▶ Provided passage
++++++

I don't know.  I don't know why.  It's just always felt like that.  I guess, if I couldn't be a real police officer, I'll be a moral police officer.  A zealot.  A crusader.  Someone to wave a banner and save a manatee and be a thorn in the side of the people with flags in their offices.  Be somebody's hero.

Anybody's.  

I'll take anybody.  Anybody who'll have me. 

Thursday, September 19, 2013

Twice-Told Tales

CHIP OF WISDOM:

Proverbs 13, Verse 3

"Self-control means controlling the tongue!
A quick retort can ruin everything."

---

CHIPPED WISDOM:

I think I'm beginning to feel a certain amount of empathy for my math teachers, even my earliest and possibly most enigmatic math teacher; my father.  I'm feeling their pain.  I'm getting where they were coming from.  

I am, in short, a very poor student.  

And I always was, it was always that way.  I just wore glasses and tucked my shirt in and this threw teachers.  They didn't know what to make of it.  Single digit scores on math tests, and yet looks like Paul Pfieffer.  

Does.  Not.  Compute.  

And so I spent a significant portion of my academic life not computing.  In all senses of that word.  I slid, skated, glided, sailed and slunk by without accomplishing much of, well, anything really in school.  Sure, I wrote a lot of stories and won some public speaking contests.  I got a story called "When Yellow Geese Eat Chairs" published in a national magazine when I was in middle school and got five dollars out of it.  But my homework was done on the bus on the way to school, if at all, and I once convinced a teacher that I didn't do a Spanish project because my grandmother had died.  

She, at that point, hadn't.

Not only was I apathetic about school work and, occasionally, brutally dishonest, I also learned at a painfully slow speed.  Not to say that I was "slow", but it took me a while to figure things out.  Like that fucking Major Molineux story.  Who knew "Toby" and "Kunta" were the same person?

++++++

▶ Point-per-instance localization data
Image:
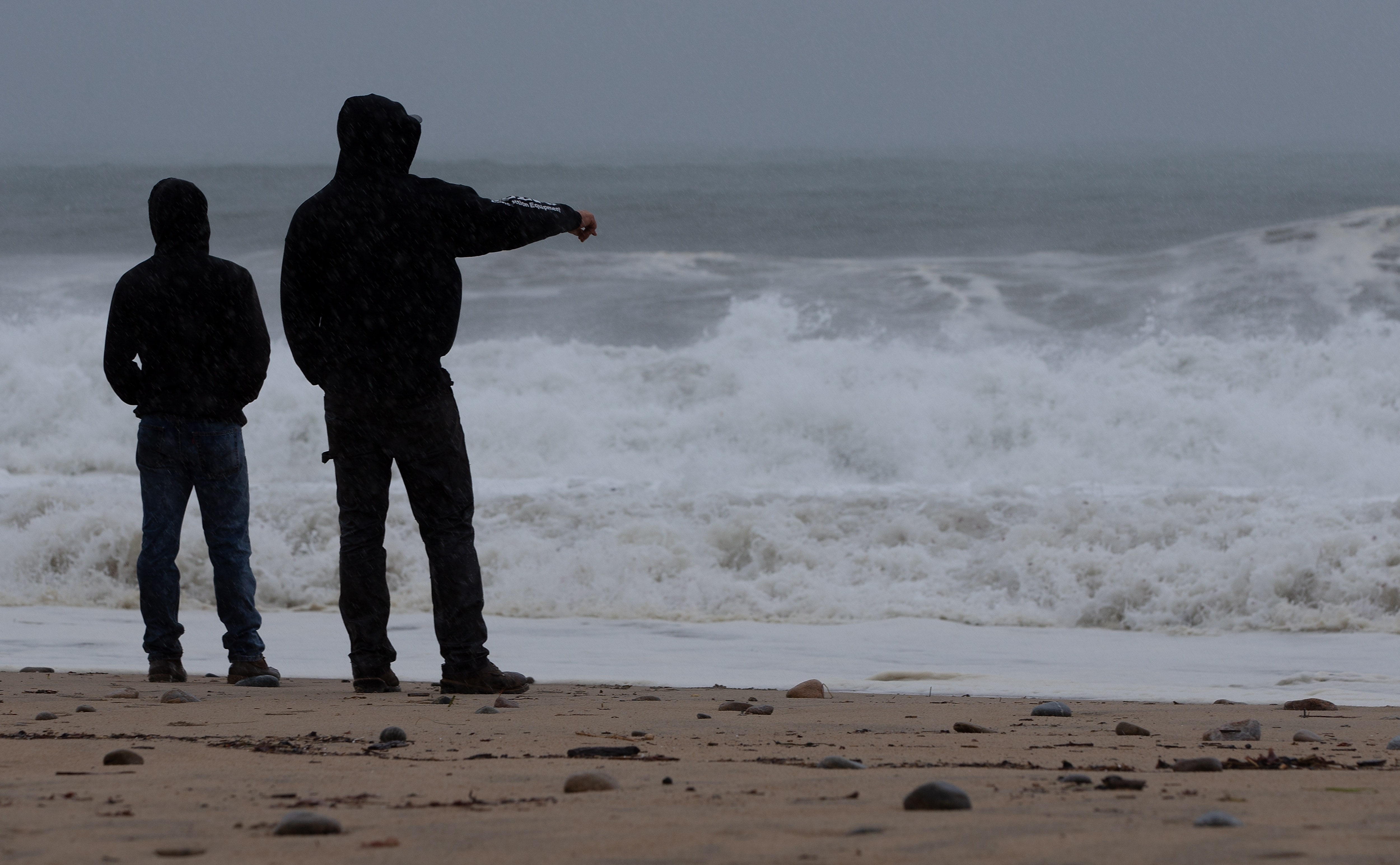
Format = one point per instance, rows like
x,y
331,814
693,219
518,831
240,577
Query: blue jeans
x,y
177,455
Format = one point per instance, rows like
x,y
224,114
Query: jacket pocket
x,y
220,454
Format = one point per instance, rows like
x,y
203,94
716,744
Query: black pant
x,y
428,441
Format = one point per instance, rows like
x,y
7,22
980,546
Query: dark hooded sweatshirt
x,y
372,293
194,320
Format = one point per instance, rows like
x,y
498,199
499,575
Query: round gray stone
x,y
937,796
124,758
307,824
841,763
589,782
1217,818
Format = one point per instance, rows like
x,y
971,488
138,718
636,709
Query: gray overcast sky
x,y
251,82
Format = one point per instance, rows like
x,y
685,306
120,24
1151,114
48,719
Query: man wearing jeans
x,y
198,328
370,301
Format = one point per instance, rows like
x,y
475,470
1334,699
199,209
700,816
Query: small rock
x,y
1121,783
587,782
937,796
971,728
1199,765
1217,818
307,824
1311,705
841,763
1237,731
124,758
813,689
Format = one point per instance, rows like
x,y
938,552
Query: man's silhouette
x,y
370,301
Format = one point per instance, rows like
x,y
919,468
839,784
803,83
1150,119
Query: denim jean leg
x,y
225,504
166,486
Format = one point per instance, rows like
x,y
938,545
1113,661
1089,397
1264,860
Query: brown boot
x,y
167,670
376,682
247,670
484,681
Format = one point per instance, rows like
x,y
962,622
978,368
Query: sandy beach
x,y
220,773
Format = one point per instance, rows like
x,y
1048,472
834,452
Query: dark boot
x,y
167,670
376,682
247,670
484,681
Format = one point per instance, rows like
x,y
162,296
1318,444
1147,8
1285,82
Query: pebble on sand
x,y
1217,818
1199,765
1237,731
1311,705
962,727
841,763
124,758
813,689
587,782
937,796
307,824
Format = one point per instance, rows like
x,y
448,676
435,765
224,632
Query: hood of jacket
x,y
377,135
180,218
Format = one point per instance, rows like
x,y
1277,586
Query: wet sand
x,y
747,789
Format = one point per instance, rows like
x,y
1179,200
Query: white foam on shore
x,y
1095,664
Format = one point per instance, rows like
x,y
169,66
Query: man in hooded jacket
x,y
198,328
372,297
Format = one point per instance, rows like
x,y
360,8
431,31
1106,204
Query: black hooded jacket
x,y
194,320
372,293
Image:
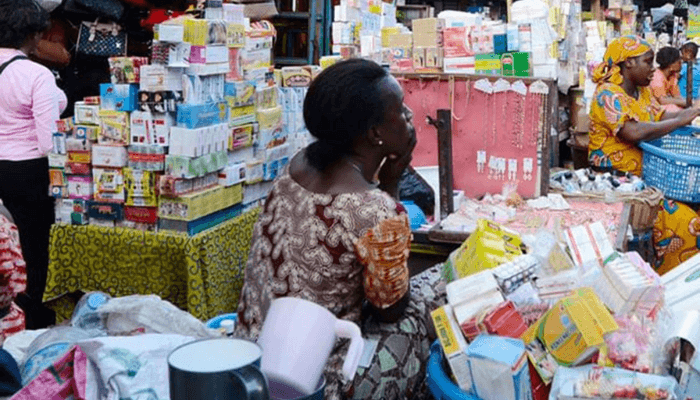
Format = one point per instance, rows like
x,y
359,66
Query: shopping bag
x,y
99,39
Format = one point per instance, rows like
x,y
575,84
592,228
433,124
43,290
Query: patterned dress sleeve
x,y
13,279
609,108
383,251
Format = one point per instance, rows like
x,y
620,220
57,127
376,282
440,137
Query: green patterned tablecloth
x,y
202,274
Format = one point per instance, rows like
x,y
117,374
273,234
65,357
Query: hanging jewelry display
x,y
520,90
513,169
527,169
485,87
480,161
500,90
541,91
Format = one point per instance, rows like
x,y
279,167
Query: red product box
x,y
73,168
456,42
144,215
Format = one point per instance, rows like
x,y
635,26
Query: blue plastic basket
x,y
440,385
672,164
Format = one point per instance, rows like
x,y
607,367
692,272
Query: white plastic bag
x,y
49,5
153,315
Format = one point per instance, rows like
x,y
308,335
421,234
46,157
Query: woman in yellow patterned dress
x,y
624,112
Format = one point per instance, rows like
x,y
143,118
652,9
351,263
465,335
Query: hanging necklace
x,y
359,170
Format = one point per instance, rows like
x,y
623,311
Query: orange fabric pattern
x,y
384,250
611,108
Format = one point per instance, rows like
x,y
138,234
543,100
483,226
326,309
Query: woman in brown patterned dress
x,y
332,231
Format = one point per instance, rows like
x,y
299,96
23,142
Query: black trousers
x,y
24,190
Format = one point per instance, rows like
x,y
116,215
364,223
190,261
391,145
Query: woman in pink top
x,y
664,85
30,104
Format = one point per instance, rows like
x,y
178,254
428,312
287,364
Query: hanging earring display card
x,y
498,130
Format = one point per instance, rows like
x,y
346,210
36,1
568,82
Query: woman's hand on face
x,y
687,116
395,164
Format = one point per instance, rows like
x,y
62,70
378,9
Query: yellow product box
x,y
269,118
570,333
295,77
235,35
484,225
196,31
387,32
196,205
454,345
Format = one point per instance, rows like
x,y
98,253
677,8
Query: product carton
x,y
79,187
499,368
144,215
193,116
119,97
296,77
78,144
114,128
109,156
105,211
488,247
86,114
569,334
241,93
196,205
57,160
77,169
453,346
589,244
89,132
82,157
456,42
108,185
488,64
174,33
209,54
242,136
427,32
232,174
147,157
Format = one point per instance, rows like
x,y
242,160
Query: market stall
x,y
202,274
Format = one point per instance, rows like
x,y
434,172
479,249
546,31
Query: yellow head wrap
x,y
618,51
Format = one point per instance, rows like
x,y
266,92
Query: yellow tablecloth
x,y
202,274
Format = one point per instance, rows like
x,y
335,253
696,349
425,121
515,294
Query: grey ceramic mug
x,y
217,369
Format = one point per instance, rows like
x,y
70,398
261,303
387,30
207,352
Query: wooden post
x,y
445,162
443,124
689,84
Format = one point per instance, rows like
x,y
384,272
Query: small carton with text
x,y
109,156
108,185
499,368
453,346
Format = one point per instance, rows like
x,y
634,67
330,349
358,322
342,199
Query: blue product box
x,y
105,211
119,97
193,116
500,44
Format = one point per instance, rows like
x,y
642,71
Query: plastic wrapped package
x,y
595,382
150,314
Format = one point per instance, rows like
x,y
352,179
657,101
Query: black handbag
x,y
104,40
112,9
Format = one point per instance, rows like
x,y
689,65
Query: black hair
x,y
692,47
342,103
20,19
667,56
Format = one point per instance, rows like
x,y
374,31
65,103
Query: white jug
x,y
297,338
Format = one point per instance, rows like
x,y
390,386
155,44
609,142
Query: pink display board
x,y
506,126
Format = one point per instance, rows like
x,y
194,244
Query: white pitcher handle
x,y
350,330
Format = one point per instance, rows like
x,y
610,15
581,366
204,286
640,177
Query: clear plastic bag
x,y
150,314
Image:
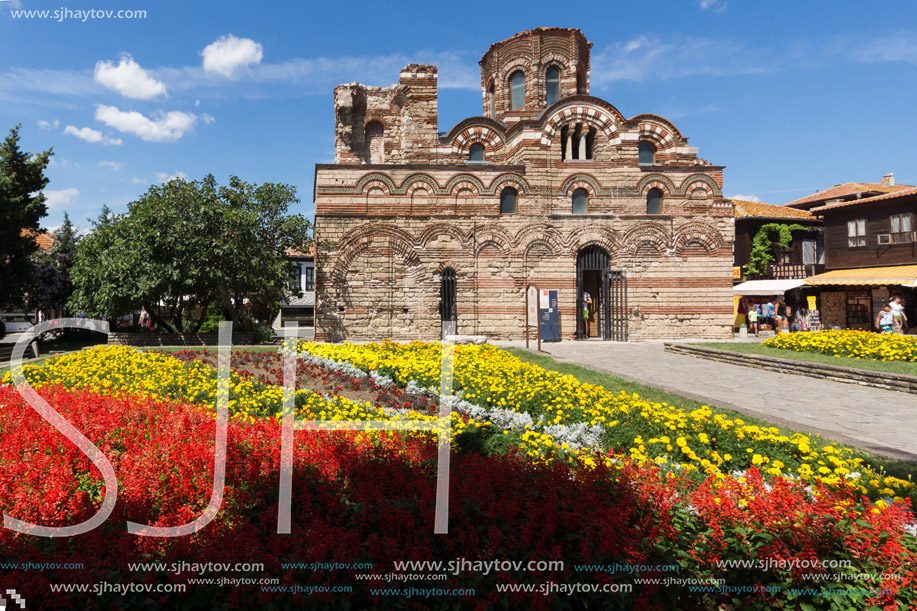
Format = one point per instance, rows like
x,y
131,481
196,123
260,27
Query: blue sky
x,y
792,97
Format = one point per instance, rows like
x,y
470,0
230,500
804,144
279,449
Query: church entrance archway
x,y
601,296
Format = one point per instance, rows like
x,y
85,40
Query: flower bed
x,y
700,440
850,344
360,499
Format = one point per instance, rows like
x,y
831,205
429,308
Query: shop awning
x,y
765,288
903,275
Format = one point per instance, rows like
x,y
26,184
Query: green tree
x,y
762,246
185,245
52,285
22,205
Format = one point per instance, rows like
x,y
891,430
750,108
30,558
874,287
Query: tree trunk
x,y
200,321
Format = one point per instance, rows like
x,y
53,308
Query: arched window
x,y
493,102
508,201
517,90
654,201
580,201
647,153
553,86
374,144
476,152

++++++

▶ Exercise requirements
• 1. In the blog post about being a poor student, list the verbs the writer strings together to describe getting through school without accomplishing much.
• 2. According to the blog post about being a poor student, why didn't teachers know what to make of the writer?
• 3. Carry on the blog post about being a poor student, starting right after its final sentence.

▶ Results of the exercise
• 1. slid, skated, glided, sailed, slunk

• 2. The writer wore glasses and tucked in their shirt, which made them look like a good student. Yet they scored single digits on math tests, and the two didn't fit together.

• 3.
Actually, looking back on it, maybe I've just gotten slower-- maybe I really was fine in school (besides math, obviously) and my synapses and my pistons and my o-rings are just now starting to falter.  Maybe fatherhood has made me stupider.  It certainly isn't making me any brighter.  

So my learning curve is getting broader, or wider, or more concave.  I don't know.  Obtuse.  At any rate, it takes me longer to figure things out, to make connections, to get the main idea.  Would you repeat that?  What do you mean by that?  Every anecdote, I find, must be a twice-told tale which, for people who don't mind talking, isn't very bothersome, I guess.  I find that I'm in meetings furiously scribbling down everything the dumb fuck in front of me is saying for fear that I won't be able to tease out what's really important, and, convinced that I know absolutely nothing, I must assimilate everything.  
And so I learn nothing.  Or, if I do, it just takes a painfully long time.

One thing I am learning, very very slowly, is to watch my mouth.  Especially when I'm angry and/or passionate, because what I say and how I say it is often unfiltered and unappreciated.  And I get it, I understand.  And part of me agrees-- I wouldn't appreciate it if someone talked to me the way I talk to people sometimes, but sometimes I just don't see any other way to make people care.

Which, of course, you can't do.  

You can't make somebody care about their job or their Spanish homework or their yard if they don't, even though you'd really like it if they did.  And that's something I'm learning very, very slowly.  I expended so much energy when I was younger taking pen to paper with vitriol leaking out of my inkwell, insisting with every ounce of fury my vocabulary could muster, that people care about what I care about.  

But it doesn't work.  It didn't, and it doesn't.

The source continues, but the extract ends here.